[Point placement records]
───

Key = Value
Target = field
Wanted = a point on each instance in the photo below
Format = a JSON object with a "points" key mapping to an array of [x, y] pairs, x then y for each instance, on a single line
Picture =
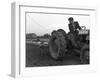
{"points": [[39, 56]]}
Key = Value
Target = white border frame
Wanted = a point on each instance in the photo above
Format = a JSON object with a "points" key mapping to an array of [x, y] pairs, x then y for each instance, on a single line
{"points": [[19, 11]]}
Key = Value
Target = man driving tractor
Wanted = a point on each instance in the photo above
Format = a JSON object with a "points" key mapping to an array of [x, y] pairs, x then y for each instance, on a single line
{"points": [[73, 30]]}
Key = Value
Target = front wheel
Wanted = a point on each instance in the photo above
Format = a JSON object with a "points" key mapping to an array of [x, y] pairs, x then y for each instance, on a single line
{"points": [[84, 56], [57, 45]]}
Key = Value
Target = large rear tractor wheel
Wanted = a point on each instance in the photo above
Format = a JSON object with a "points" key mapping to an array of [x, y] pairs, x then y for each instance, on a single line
{"points": [[57, 45], [84, 56]]}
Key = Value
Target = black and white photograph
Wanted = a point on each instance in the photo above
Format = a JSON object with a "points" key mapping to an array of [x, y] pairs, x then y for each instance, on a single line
{"points": [[57, 39]]}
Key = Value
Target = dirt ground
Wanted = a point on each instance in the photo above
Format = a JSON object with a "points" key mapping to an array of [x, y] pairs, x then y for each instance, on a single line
{"points": [[39, 56]]}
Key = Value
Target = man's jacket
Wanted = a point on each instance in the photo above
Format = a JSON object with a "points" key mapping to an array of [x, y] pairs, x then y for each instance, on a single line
{"points": [[74, 28]]}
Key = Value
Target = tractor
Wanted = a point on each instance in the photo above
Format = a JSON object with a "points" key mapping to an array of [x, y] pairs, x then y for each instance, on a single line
{"points": [[60, 44]]}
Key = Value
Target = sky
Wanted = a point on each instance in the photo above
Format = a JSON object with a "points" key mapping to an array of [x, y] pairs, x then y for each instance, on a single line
{"points": [[45, 23]]}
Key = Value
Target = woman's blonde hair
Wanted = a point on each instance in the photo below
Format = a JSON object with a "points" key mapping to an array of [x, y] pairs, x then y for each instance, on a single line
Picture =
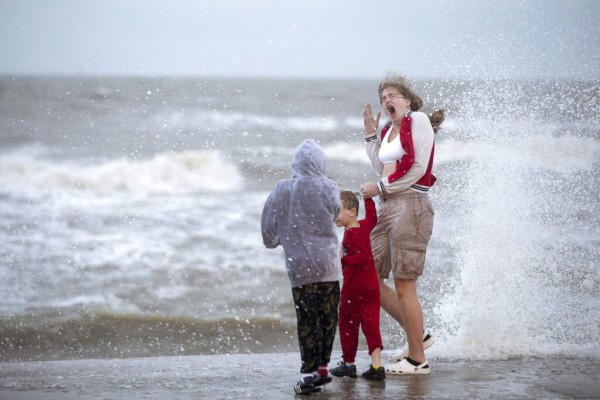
{"points": [[403, 86]]}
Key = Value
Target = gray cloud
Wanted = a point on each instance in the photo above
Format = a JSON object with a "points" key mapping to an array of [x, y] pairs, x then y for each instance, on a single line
{"points": [[460, 38]]}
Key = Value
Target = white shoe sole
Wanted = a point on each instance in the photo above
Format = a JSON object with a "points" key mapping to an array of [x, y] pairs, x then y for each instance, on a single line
{"points": [[406, 368]]}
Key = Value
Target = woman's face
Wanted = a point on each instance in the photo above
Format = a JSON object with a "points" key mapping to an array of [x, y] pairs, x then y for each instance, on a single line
{"points": [[394, 104]]}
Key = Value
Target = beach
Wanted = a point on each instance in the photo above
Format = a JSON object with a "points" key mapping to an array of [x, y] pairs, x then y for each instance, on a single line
{"points": [[132, 264], [272, 376]]}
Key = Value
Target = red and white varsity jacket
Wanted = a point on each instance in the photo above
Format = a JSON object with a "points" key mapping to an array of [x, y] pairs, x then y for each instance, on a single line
{"points": [[414, 170]]}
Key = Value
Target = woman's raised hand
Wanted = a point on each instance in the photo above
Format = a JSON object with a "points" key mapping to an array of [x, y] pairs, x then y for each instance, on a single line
{"points": [[371, 123]]}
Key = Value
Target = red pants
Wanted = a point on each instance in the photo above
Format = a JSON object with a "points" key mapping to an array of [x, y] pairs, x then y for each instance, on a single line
{"points": [[359, 309]]}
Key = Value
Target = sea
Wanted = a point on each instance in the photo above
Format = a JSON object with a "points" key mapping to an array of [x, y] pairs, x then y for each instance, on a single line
{"points": [[130, 214]]}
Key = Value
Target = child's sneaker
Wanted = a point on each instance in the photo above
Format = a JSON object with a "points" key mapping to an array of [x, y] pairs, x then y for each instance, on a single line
{"points": [[406, 367], [428, 341], [344, 370], [374, 374], [306, 386]]}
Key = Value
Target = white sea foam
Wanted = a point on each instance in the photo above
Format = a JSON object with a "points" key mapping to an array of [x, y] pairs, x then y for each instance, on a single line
{"points": [[228, 119], [184, 172]]}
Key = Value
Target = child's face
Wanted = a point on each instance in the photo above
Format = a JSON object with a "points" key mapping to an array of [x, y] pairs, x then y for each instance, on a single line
{"points": [[345, 218]]}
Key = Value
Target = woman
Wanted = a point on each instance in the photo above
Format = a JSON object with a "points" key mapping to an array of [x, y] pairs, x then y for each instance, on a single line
{"points": [[403, 157]]}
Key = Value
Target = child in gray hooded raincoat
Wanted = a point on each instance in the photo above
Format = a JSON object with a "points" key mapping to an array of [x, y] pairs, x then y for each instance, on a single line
{"points": [[300, 216]]}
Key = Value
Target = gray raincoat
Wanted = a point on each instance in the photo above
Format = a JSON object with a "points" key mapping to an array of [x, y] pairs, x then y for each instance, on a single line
{"points": [[300, 216]]}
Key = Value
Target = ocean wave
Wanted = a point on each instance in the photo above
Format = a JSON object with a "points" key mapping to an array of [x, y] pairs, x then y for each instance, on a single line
{"points": [[238, 120], [183, 172]]}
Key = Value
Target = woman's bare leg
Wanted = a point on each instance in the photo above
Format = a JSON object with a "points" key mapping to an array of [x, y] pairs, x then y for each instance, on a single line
{"points": [[412, 317]]}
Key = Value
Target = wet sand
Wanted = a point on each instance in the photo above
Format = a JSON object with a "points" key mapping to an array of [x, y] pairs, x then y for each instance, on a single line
{"points": [[272, 376]]}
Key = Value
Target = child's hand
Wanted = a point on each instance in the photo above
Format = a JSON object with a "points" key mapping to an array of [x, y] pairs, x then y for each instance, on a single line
{"points": [[369, 190]]}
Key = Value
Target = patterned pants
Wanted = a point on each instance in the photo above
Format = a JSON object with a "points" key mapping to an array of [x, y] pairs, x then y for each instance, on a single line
{"points": [[317, 315]]}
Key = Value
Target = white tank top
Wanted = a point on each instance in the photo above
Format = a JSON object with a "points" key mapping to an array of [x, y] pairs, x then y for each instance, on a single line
{"points": [[391, 152]]}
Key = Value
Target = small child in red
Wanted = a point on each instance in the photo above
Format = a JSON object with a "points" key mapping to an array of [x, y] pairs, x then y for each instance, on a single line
{"points": [[359, 299]]}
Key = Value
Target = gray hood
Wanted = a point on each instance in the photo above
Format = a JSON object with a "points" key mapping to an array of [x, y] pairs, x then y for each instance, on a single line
{"points": [[309, 160]]}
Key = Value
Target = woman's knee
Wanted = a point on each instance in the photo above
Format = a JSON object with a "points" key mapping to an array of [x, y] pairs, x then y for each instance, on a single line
{"points": [[405, 287]]}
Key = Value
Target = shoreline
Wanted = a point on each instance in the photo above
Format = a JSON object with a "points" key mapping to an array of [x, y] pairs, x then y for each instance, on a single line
{"points": [[273, 375]]}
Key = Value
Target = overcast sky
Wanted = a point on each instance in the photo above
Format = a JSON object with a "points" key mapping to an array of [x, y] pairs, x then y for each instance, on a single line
{"points": [[302, 38]]}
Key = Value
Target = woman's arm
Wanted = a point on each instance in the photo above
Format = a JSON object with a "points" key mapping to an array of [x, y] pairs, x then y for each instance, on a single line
{"points": [[372, 140]]}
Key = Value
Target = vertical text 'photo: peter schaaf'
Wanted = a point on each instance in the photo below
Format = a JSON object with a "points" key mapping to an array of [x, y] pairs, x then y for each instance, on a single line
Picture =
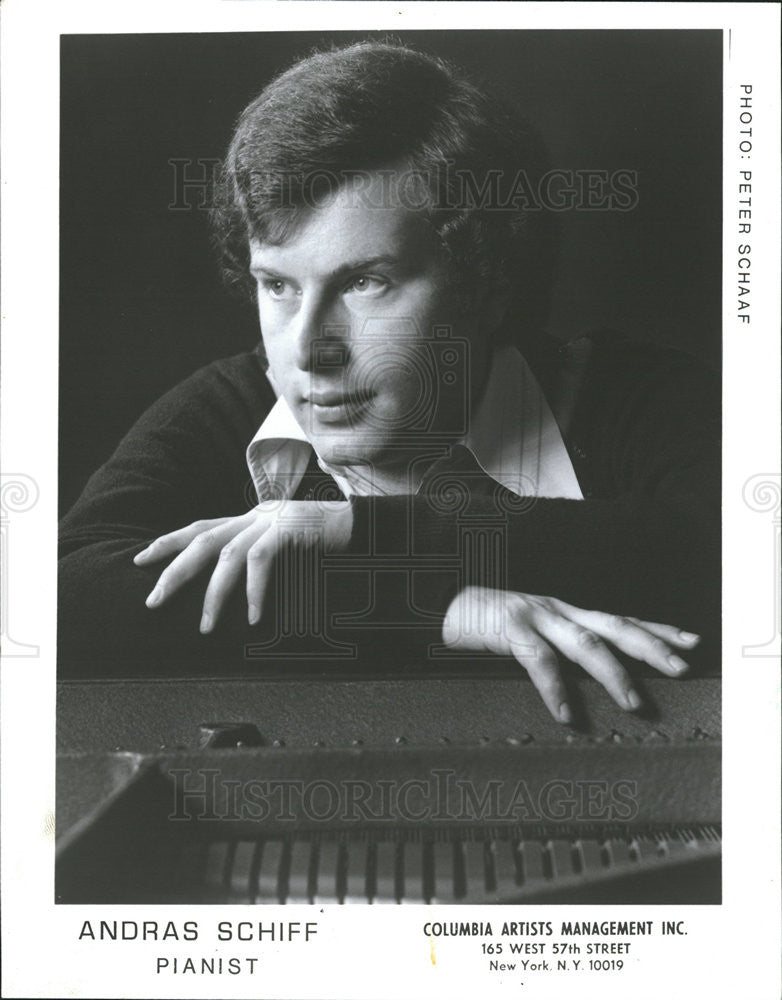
{"points": [[390, 468]]}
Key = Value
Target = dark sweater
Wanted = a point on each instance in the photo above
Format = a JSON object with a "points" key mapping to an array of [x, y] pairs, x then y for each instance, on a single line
{"points": [[642, 427]]}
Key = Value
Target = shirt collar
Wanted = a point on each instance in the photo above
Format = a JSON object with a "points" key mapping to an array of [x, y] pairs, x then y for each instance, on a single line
{"points": [[513, 436]]}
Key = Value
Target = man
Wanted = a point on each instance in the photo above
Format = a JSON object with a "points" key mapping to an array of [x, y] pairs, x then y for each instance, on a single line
{"points": [[415, 445]]}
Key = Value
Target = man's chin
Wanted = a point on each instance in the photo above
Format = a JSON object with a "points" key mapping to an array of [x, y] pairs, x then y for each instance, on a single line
{"points": [[347, 450]]}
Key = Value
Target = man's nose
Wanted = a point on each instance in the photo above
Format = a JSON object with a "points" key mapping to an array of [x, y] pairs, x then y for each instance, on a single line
{"points": [[323, 336]]}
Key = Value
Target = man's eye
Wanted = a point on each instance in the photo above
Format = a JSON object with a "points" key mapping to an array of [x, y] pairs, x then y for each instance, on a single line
{"points": [[277, 289], [364, 284]]}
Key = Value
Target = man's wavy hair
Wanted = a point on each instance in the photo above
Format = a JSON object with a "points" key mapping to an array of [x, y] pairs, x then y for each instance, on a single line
{"points": [[377, 106]]}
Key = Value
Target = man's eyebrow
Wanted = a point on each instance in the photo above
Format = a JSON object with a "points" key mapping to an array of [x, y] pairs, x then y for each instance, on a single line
{"points": [[348, 267]]}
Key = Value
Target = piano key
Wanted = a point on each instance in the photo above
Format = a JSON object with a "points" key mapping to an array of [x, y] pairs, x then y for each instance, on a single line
{"points": [[326, 878], [591, 856], [504, 865], [532, 861], [619, 850], [645, 849], [474, 858], [356, 872], [269, 888], [412, 873], [385, 872], [561, 853], [241, 873], [443, 875], [299, 872], [218, 857]]}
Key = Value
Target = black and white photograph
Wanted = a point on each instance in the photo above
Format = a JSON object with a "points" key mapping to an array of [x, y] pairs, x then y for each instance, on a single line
{"points": [[393, 390]]}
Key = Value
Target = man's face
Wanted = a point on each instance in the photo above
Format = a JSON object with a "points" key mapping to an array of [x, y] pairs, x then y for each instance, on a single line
{"points": [[363, 333]]}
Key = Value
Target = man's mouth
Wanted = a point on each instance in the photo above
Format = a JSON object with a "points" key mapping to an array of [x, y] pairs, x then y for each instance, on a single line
{"points": [[333, 406]]}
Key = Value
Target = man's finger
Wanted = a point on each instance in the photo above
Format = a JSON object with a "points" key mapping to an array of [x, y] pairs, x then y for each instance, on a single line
{"points": [[540, 662], [175, 541], [259, 562], [230, 567], [596, 619], [633, 639], [585, 647], [188, 564]]}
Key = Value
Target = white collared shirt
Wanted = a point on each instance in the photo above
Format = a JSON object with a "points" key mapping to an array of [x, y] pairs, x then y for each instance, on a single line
{"points": [[513, 436]]}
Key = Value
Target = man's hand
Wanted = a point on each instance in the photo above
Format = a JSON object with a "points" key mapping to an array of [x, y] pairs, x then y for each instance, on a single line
{"points": [[534, 629], [247, 544]]}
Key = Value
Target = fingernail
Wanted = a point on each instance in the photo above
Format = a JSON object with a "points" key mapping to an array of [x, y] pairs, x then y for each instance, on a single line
{"points": [[677, 664], [633, 699], [155, 597]]}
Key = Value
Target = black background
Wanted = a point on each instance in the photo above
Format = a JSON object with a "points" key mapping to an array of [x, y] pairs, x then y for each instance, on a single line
{"points": [[142, 303]]}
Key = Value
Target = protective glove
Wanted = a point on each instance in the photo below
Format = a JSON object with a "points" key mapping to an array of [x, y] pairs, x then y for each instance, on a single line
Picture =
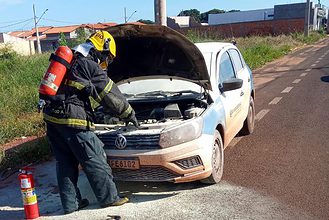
{"points": [[132, 118]]}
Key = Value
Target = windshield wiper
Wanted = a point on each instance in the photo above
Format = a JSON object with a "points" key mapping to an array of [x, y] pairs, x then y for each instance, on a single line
{"points": [[154, 93]]}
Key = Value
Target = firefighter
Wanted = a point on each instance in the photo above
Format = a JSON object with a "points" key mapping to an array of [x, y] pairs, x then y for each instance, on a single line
{"points": [[70, 123]]}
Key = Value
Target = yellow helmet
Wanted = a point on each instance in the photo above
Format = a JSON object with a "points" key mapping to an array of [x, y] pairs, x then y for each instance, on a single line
{"points": [[103, 41]]}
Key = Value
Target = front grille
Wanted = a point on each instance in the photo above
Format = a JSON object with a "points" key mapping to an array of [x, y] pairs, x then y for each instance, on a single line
{"points": [[134, 142], [189, 163], [147, 174]]}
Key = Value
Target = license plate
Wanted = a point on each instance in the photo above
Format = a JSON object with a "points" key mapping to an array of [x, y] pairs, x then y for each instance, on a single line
{"points": [[124, 164]]}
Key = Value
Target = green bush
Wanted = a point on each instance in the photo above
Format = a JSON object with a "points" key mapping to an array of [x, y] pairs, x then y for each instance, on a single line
{"points": [[19, 81]]}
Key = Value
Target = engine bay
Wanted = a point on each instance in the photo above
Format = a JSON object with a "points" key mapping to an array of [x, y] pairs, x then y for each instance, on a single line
{"points": [[159, 109]]}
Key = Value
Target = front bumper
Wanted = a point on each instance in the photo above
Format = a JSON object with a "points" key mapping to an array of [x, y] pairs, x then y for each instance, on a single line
{"points": [[159, 165]]}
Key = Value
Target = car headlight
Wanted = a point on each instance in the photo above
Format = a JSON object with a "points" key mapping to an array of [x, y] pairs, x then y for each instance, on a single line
{"points": [[185, 132]]}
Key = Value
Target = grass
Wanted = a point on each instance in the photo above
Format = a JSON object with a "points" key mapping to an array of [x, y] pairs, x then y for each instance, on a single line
{"points": [[19, 81], [259, 50], [20, 77], [27, 153]]}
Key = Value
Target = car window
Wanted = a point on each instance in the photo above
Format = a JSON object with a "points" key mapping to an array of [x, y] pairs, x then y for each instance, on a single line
{"points": [[226, 70], [236, 58]]}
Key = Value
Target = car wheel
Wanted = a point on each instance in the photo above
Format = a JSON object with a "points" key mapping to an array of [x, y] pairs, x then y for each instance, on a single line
{"points": [[217, 161], [249, 123]]}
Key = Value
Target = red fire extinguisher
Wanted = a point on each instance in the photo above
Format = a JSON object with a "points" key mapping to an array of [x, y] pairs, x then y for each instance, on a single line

───

**Problem to work on:**
Extract every line from the point placement records above that contains the string "hair", and copy each one as it appears.

**Exercise result:**
Target = woman's blonde hair
Target = man's wavy hair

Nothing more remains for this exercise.